Handelsblatt Nr. 049 vom 11.03.2010 Seite 30 Ingo Reich Hamburg -- Kein Jahrzehnt zuvor hat den Kaffeemarkt in Deutschland derart verändert wie das zurückliegende. "Gab es noch vor zehn Jahren zu Hause und unterwegs ausschließlich Filterkaffee, so kann man heute aus einer Vielzahl von Kaffeegetränken aussuchen, die vor wenigen Jahren kaum einer kannte", sagt Holger Preibisch, Hauptgeschäftsführer des Deutschen Kaffeeverbandes.
Auch die Kaffeegastronomie mit den vielen verschiedenen Coffeeshops hat sich deutlich geändert. Vom "Coffee-to-go-Jahrzehnt" spricht Preibisch. Als Symbol einer mobilen Gesellschaft haben sich Kaffeespezialitäten zum Mitnehmen, umgangssprachlich "to go", etabliert. Vor allem junge Großstädter haben diesen Trend geprägt. Rund 1.600 Coffeeshops haben in den letzten zehn Jahren die Innenstädte und Einkaufszentren Deutschlands erobert.
Dabei spielt die Expansion der US-Kaffeehauskette Starbucks eine Schlüsselrolle. Aber die Starbucks-Story zeigt auch die Grenzen des Wachstums auf: Der Filialist war insbesondere in den Ballungszentren der USA wie im Großraum New York so stark gewachsen, dass die einzelnen Läden begannen, sich gegenseitig die Kunden wegzuschnappen. Daraufhin verordnete der reaktivierte Starbucks-Gründer Howard Schultz dem Kaffeekonzern kurzerhand eine Schrumpfkur. Schultz senkte Kosten, schloss mehr als 900 unrentable Filialen - vor allem in den USA - und expandierte weiter in den Wachstumsmärkten China und in Europa.
Neben der Neugründung zahlreicher Kaffeeketten nach Starbucks-Vorbild haben die letzten zehn Jahre auch noch weitere Kaffeetrends hervorgebracht.
Kaffee auf Knopfdruck.
Heute sind Espresso, Cappuccino und Latte Macchiato groß im Trend. "Wir schätzen, dass allein im Jahr 2009 mehr Espressobohnen abgesetzt wurden als in den gesamten Neunziger Jahren", erklärt Preibisch.
:::::
AUFGABEN:
• a. Welche Kaffeegetränke werden im Text über den Kaffeemarkt mit Namen genannt? Führe alle auf.
• b. Zitiere aus dem Text über den Kaffeemarkt die Stelle zwischen „Dabei spielt die“ und „weitere Kaffeetrends hervorgebracht.“, beide eingeschlossen.

Datensätze:
:::::
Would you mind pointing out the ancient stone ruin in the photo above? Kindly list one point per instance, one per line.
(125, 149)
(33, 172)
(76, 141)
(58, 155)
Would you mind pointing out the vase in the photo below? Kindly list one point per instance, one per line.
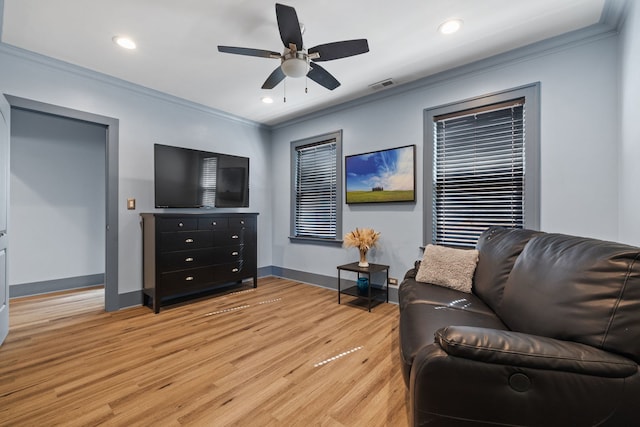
(363, 286)
(363, 258)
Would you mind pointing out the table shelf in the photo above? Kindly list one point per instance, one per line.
(375, 293)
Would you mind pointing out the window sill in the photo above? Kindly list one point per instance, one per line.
(315, 241)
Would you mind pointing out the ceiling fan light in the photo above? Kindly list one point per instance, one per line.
(295, 67)
(450, 26)
(124, 42)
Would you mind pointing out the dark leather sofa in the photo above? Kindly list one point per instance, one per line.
(549, 336)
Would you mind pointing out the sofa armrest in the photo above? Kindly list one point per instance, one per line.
(531, 351)
(411, 273)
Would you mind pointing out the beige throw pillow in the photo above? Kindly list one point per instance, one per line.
(452, 268)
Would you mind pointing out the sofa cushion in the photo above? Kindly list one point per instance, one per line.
(498, 249)
(412, 292)
(419, 322)
(449, 267)
(576, 289)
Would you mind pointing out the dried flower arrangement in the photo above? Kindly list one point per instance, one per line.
(363, 239)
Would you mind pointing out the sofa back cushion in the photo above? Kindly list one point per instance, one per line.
(576, 289)
(498, 249)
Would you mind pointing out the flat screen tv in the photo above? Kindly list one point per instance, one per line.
(187, 178)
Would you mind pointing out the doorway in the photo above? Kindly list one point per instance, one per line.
(110, 126)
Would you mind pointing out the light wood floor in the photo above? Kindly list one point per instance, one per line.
(284, 354)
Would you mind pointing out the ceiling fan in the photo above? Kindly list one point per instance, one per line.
(296, 61)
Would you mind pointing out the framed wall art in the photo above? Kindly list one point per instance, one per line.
(381, 176)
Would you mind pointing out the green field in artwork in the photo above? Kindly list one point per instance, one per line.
(379, 196)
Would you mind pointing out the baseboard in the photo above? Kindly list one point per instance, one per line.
(329, 282)
(56, 285)
(135, 298)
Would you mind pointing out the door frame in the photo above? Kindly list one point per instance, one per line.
(111, 300)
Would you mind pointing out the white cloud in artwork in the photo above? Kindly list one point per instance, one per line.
(395, 174)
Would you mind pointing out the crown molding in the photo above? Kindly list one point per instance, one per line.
(553, 45)
(63, 66)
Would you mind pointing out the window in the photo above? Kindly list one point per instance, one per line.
(208, 181)
(483, 164)
(316, 188)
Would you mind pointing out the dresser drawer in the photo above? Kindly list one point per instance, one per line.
(228, 254)
(231, 236)
(185, 240)
(177, 224)
(230, 272)
(186, 280)
(242, 222)
(181, 260)
(212, 223)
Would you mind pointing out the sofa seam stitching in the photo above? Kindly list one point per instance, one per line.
(618, 300)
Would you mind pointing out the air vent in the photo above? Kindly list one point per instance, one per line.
(383, 84)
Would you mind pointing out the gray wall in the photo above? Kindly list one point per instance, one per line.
(630, 127)
(57, 204)
(587, 174)
(145, 117)
(579, 152)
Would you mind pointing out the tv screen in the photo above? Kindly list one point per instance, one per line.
(186, 178)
:::::
LÖSUNGEN:
• a. Filterkaffee, Espresso, Cappuccino, Latte Macchiato

• b.
Dabei spielt die Expansion der US-Kaffeehauskette Starbucks eine Schlüsselrolle. Aber die Starbucks-Story zeigt auch die Grenzen des Wachstums auf: Der Filialist war insbesondere in den Ballungszentren der USA wie im Großraum New York so stark gewachsen, dass die einzelnen Läden begannen, sich gegenseitig die Kunden wegzuschnappen. Daraufhin verordnete der reaktivierte Starbucks-Gründer Howard Schultz dem Kaffeekonzern kurzerhand eine Schrumpfkur. Schultz senkte Kosten, schloss mehr als 900 unrentable Filialen - vor allem in den USA - und expandierte weiter in den Wachstumsmärkten China und in Europa.
Neben der Neugründung zahlreicher Kaffeeketten nach Starbucks-Vorbild haben die letzten zehn Jahre auch noch weitere Kaffeetrends hervorgebracht.